Exercise brief
Transcribe every line of the data below without altering anything.

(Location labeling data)
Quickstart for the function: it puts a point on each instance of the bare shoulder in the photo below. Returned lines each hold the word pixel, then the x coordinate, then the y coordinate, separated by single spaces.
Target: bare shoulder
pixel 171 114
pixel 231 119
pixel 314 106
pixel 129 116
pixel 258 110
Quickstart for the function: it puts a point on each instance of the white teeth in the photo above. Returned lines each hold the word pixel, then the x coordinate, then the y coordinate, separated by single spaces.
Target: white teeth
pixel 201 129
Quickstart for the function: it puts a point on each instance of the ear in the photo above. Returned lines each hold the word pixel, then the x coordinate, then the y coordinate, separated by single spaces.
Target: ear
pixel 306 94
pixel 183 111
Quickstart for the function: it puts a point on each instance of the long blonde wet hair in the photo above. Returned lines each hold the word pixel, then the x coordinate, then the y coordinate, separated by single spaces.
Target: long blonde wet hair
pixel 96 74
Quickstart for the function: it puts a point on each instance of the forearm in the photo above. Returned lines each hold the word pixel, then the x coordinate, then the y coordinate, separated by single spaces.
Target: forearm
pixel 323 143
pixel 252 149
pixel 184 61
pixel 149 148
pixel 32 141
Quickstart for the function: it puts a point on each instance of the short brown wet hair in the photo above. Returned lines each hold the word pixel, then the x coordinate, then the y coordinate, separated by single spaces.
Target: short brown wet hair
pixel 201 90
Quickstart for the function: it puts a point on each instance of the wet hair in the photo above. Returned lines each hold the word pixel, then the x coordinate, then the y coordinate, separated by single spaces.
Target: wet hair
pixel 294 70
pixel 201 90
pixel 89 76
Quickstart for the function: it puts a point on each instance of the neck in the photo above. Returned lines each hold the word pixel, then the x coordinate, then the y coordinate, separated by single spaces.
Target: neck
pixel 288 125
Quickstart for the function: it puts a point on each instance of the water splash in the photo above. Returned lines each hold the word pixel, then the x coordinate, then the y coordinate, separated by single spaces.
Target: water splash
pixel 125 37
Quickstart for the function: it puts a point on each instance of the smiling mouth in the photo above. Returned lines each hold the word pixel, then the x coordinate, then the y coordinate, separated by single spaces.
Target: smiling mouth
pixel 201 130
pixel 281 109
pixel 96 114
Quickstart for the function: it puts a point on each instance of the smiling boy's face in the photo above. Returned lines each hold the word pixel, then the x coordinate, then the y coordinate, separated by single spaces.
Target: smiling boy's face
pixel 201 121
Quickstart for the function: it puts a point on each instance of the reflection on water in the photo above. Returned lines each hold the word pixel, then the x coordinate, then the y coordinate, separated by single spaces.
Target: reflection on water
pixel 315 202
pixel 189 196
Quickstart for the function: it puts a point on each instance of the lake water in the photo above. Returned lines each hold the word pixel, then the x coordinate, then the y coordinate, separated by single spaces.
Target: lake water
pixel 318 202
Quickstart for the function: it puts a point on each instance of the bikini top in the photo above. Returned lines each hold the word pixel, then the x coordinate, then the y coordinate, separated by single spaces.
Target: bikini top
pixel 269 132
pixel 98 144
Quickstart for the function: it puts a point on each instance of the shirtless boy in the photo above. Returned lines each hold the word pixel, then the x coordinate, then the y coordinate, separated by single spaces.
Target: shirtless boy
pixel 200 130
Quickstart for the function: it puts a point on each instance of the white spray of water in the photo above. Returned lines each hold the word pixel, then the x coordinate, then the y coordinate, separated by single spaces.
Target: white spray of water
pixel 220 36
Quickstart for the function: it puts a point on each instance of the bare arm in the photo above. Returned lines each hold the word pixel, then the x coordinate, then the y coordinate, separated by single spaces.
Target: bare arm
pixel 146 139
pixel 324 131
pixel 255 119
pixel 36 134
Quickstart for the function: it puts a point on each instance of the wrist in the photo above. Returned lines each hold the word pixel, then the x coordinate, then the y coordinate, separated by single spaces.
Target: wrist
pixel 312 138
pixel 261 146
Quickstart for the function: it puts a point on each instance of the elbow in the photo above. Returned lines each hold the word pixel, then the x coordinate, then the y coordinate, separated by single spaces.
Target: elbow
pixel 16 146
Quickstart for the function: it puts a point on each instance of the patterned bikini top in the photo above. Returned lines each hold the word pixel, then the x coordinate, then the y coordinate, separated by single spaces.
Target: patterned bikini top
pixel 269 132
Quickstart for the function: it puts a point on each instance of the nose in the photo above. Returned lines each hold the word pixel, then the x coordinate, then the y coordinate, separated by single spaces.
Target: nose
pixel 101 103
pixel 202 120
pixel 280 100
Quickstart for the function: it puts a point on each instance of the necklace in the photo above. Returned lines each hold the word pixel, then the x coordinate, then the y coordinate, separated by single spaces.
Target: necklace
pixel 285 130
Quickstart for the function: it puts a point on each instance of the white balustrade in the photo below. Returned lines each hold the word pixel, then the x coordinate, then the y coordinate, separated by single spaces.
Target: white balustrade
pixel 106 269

Exercise answer
Quickstart for the function: it puts a point on each instance of the bare shoulder in the photo below. Returned lines each hold the word pixel, then the x coordinate, then the y coordinate, separated by single spaces.
Target: bare shoulder
pixel 171 114
pixel 231 119
pixel 314 106
pixel 129 116
pixel 258 110
Quickstart for the function: it puts a point on each instance of the white teeth in the photo above. Returned lines each hold the word pixel, then the x coordinate, then the y coordinate, separated by single spaces.
Target: white teeth
pixel 201 129
Quickstart for the function: it puts a point on each instance of the ear in the photo above. Returned lines each hold the word pixel, then the x coordinate, then the y coordinate, separated by single spaces.
Target: ear
pixel 306 94
pixel 183 111
Quickstart for the function: it puts a point on each instance of the long blonde wet hair in the photo above. Returned lines each hold the word pixel, then the x coordinate, then the y coordinate, separated by single spaces.
Target: long blonde wet hair
pixel 96 74
Quickstart for the function: it puts a point on each instance of the forearm in the photo above. Returned lines each hold the word pixel, then the x coordinate, then the y coordinate, separated by single spaces.
Target: forearm
pixel 323 143
pixel 252 149
pixel 184 61
pixel 149 148
pixel 32 141
Quickstart for the function: it puts a point on each instance of the short brown wet hair in the photo above. Returned lines each hold the word pixel, then the x coordinate, then the y coordinate, separated by single spaces.
Target: short brown wet hair
pixel 201 90
Quickstart for the function: it puts a point on each instance of the wet hair in the photo above. Returned lines each hold the word pixel, then the x coordinate, then the y coordinate, separated by single spaces.
Target: wet hair
pixel 294 70
pixel 201 90
pixel 89 76
Quickstart for the function: it puts a point on each instance of the neck in the photo above. Returned lines each hold the word pixel, then the x coordinate, then the y coordinate, separated by single spaces.
Target: neck
pixel 288 125
Quickstart for the function: it puts a point on each instance of the water splash in the photo above. Returned lines each hold the word pixel, then the x coordinate, then the y coordinate, separated by single spaces.
Target: water splash
pixel 125 37
Quickstart for the function: it puts a point on each instance of the smiling mouth in the photo above. Returned lines each hold the word pixel, then the x coordinate, then the y coordinate, separated by single spaces.
Target: smiling mouth
pixel 201 130
pixel 281 109
pixel 96 114
Quickstart for the function: it puts a point on each instance of the smiling boy's face in the photo above. Returned lines each hold the word pixel, then the x coordinate, then the y coordinate, separated by single spaces.
Target: smiling boy's face
pixel 201 121
Quickstart for the function: it puts a point on each instance of the reflection on water in the photo above. Returned lines each hold the word pixel, then the x coordinate, then the y coordinate, separated by single spaces.
Target: reflection on water
pixel 315 202
pixel 189 196
Quickstart for the function: it puts a point on each instance of the lake water in the photo above. Returned lines each hold the word pixel, then the x coordinate, then the y coordinate, separated by single spaces.
Target: lake water
pixel 318 202
Quickstart for the function: it puts a point on each instance of the bikini top in the photo above. Returned lines each hold the word pixel, then the x coordinate, then the y coordinate, separated by single spaces.
Target: bikini top
pixel 269 132
pixel 98 144
Quickstart for the function: it puts a point on each instance of the shirtless boy in the photo above. Returned lines each hold the word pixel, then the x coordinate, then the y coordinate, separated by single spaces.
Target: shirtless boy
pixel 200 130
Quickstart for the function: it puts a point on each instance of the white spray of water in the photo above. Returned lines each hold the word pixel, then the x coordinate, then the y coordinate, separated by single spaces.
Target: white spray of water
pixel 220 36
Quickstart for the function: it puts a point on each instance of the bare arm in the photo above. Returned lines each hold the word pixel, then the x coordinate, then the y coordinate, separated by single spaces.
Target: bare arm
pixel 146 139
pixel 324 131
pixel 255 119
pixel 36 134
Quickstart for the function: it puts a point on each instance of the wrist in the photo above. Returned lines each hold the word pixel, then the x coordinate, then the y coordinate, separated by single spaces.
Target: wrist
pixel 312 138
pixel 261 146
Quickstart for the function: it puts a point on each instance of the elbow in the photo above. Returned lines each hold the word pixel, then the x coordinate, then the y coordinate, separated by single spaces.
Target: elbow
pixel 16 146
Quickstart for the function: it puts a point on each instance of the patterned bikini top in the photo above. Returned lines each hold the word pixel, then the x coordinate, then the y coordinate, separated by single spaces.
Target: patterned bikini top
pixel 269 132
Quickstart for the function: it puts a point on each instance of the nose in the photo above. Returned lines each hold the word pixel, then the x coordinate, then the y coordinate, separated by single spaces.
Target: nose
pixel 101 103
pixel 202 120
pixel 280 100
Quickstart for the function: it puts a point on each instance of the necklace in the photo above. Returned lines each hold the word pixel, then the x coordinate, then the y coordinate, separated by single spaces.
Target: necklace
pixel 285 130
Quickstart for the function: it puts a point on each instance of the white balustrade in the photo below. Returned lines each hold the word pixel, then the x coordinate, then the y coordinate, separated by single spaces.
Target: white balustrade
pixel 106 269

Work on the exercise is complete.